# Problem description:
Update every item below by swapping "one point per instance" for "one point for each instance" and keeping all other text the same. Leave the pictures out of your version.

####################

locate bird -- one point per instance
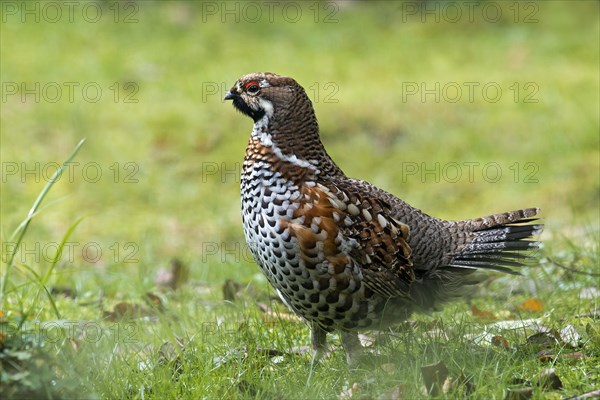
(341, 253)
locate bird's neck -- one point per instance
(296, 139)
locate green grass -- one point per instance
(169, 188)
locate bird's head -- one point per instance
(260, 93)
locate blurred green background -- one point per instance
(143, 82)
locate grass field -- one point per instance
(461, 109)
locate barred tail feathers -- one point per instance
(498, 242)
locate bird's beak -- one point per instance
(230, 95)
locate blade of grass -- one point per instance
(22, 229)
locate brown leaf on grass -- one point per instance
(231, 290)
(63, 290)
(593, 331)
(500, 341)
(533, 305)
(549, 380)
(569, 336)
(271, 316)
(594, 394)
(542, 340)
(550, 356)
(124, 310)
(481, 314)
(350, 392)
(434, 376)
(397, 393)
(177, 275)
(523, 393)
(155, 301)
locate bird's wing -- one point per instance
(344, 224)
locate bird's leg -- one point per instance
(319, 345)
(352, 347)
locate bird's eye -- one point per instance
(252, 87)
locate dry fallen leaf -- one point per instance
(549, 356)
(499, 341)
(519, 393)
(434, 376)
(481, 314)
(533, 305)
(549, 380)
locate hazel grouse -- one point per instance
(341, 253)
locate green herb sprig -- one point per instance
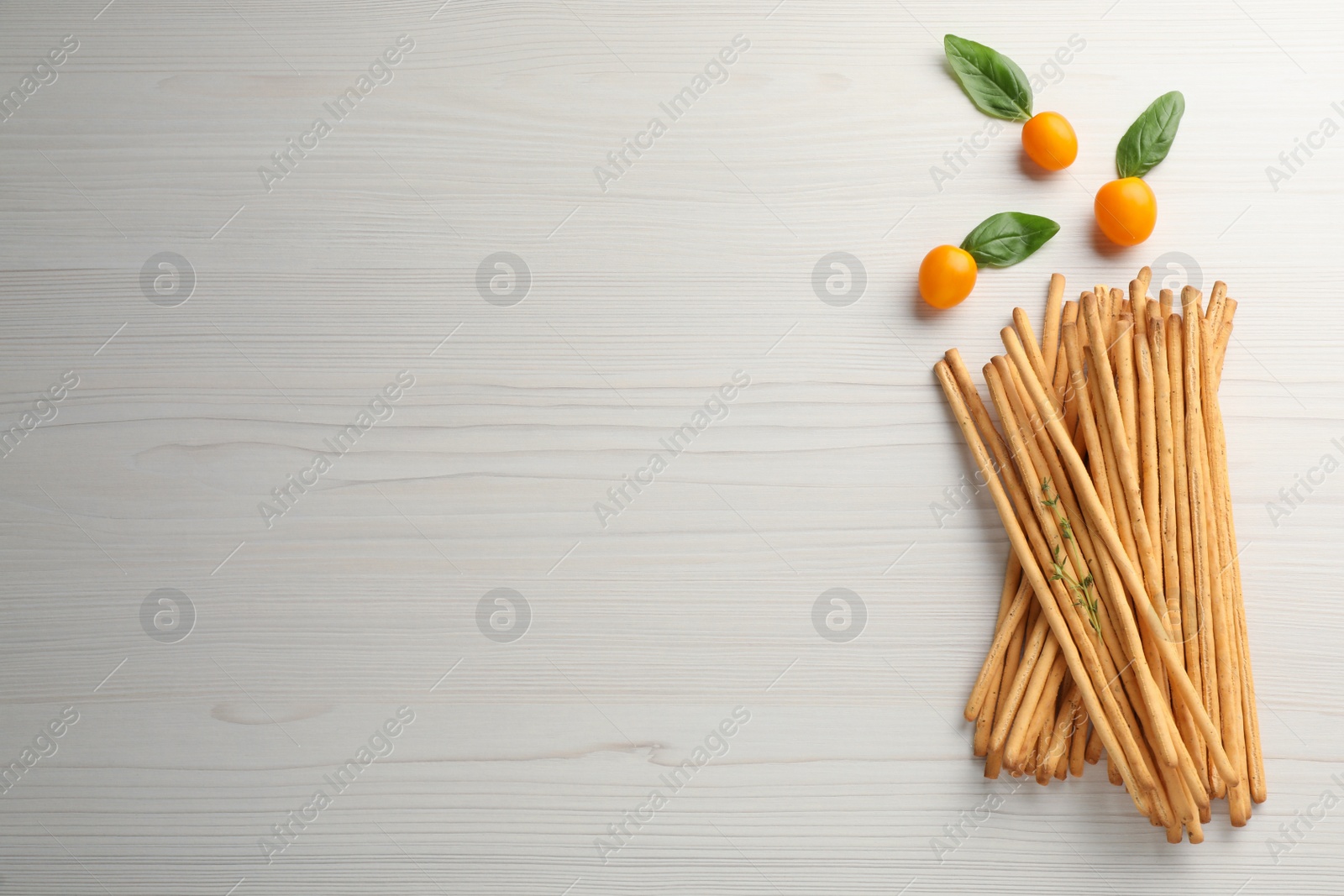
(1082, 590)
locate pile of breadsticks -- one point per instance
(1121, 611)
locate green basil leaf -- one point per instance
(1149, 139)
(1007, 238)
(994, 82)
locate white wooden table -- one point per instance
(205, 385)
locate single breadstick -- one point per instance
(1148, 439)
(985, 718)
(1139, 302)
(1093, 506)
(1173, 519)
(1023, 727)
(1043, 719)
(1126, 385)
(1050, 609)
(1012, 614)
(1048, 731)
(994, 759)
(1028, 340)
(1116, 495)
(1225, 335)
(1050, 332)
(1215, 304)
(1079, 747)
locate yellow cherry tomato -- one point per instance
(1126, 211)
(1050, 141)
(947, 275)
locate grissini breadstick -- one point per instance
(1007, 624)
(1043, 719)
(1126, 461)
(1191, 624)
(1092, 754)
(1050, 332)
(1250, 714)
(1126, 385)
(1148, 441)
(1038, 582)
(994, 759)
(1221, 584)
(1012, 689)
(985, 718)
(1171, 521)
(1075, 537)
(1152, 708)
(1139, 302)
(1101, 524)
(1215, 304)
(1104, 679)
(1079, 748)
(1203, 532)
(1028, 340)
(1225, 335)
(1018, 743)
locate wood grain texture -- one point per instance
(644, 300)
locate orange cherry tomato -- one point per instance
(1126, 211)
(947, 275)
(1050, 141)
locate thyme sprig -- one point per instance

####################

# The output:
locate bird -- one point for each instance
(341, 253)
locate bird's neck -- one point for each instance
(296, 139)
locate green grass -- one point for each instance
(169, 188)
locate bird's head -- one point for each instance
(260, 93)
locate blurred green background -- one point for each instance
(143, 82)
locate grass field -- one point for each instance
(461, 109)
locate barred tail feathers -- one point for each instance
(498, 242)
locate bird's beak -- one point for each instance
(230, 95)
locate blade of grass -- one point for each instance
(22, 229)
locate brown leaf on grass -- one point for each instance
(231, 290)
(63, 290)
(593, 331)
(500, 341)
(533, 305)
(549, 380)
(569, 336)
(271, 316)
(594, 394)
(542, 340)
(550, 356)
(124, 310)
(481, 314)
(350, 392)
(434, 376)
(397, 393)
(177, 275)
(523, 393)
(155, 301)
locate bird's wing -- one point for each instance
(344, 224)
locate bird's leg -- one point for each instance
(319, 345)
(352, 347)
locate bird's eye -- one point for each instance
(252, 87)
locate dry fallen leaf -- one point for each instance
(549, 356)
(499, 341)
(519, 393)
(434, 376)
(481, 314)
(533, 305)
(549, 380)
locate hazel grouse -- one point for each instance
(341, 253)
locate green herb sprig -- one point for each instance
(1082, 590)
locate pile of breadsticks -- one point for each instance
(1121, 611)
locate green basil leaf -- one point for each instance
(1149, 139)
(1007, 238)
(994, 82)
locate white wooden table -- one point for each instance
(205, 385)
locate single breadstick -- one point for each instance
(1148, 439)
(985, 718)
(1139, 302)
(1093, 506)
(1173, 519)
(1023, 727)
(1043, 719)
(1126, 385)
(1050, 609)
(1012, 614)
(1048, 731)
(994, 759)
(1028, 340)
(1116, 495)
(1225, 335)
(1050, 332)
(1215, 304)
(1079, 747)
locate yellow cherry tomato -- one point for each instance
(1126, 211)
(1050, 141)
(947, 275)
locate grissini breadstick -- one point for each instance
(1007, 624)
(1043, 719)
(1126, 461)
(1191, 624)
(1092, 754)
(1050, 332)
(1250, 714)
(1126, 385)
(1148, 441)
(1038, 582)
(994, 759)
(1221, 584)
(1012, 689)
(985, 718)
(1171, 521)
(1075, 537)
(1152, 708)
(1139, 302)
(1101, 524)
(1215, 304)
(1104, 679)
(1079, 748)
(1203, 532)
(1028, 340)
(1225, 335)
(1018, 743)
locate wood grain texture -- one point for each instance
(644, 300)
locate orange cherry tomato -- one point for each instance
(1126, 211)
(947, 275)
(1050, 141)
locate thyme sprig -- one point for each instance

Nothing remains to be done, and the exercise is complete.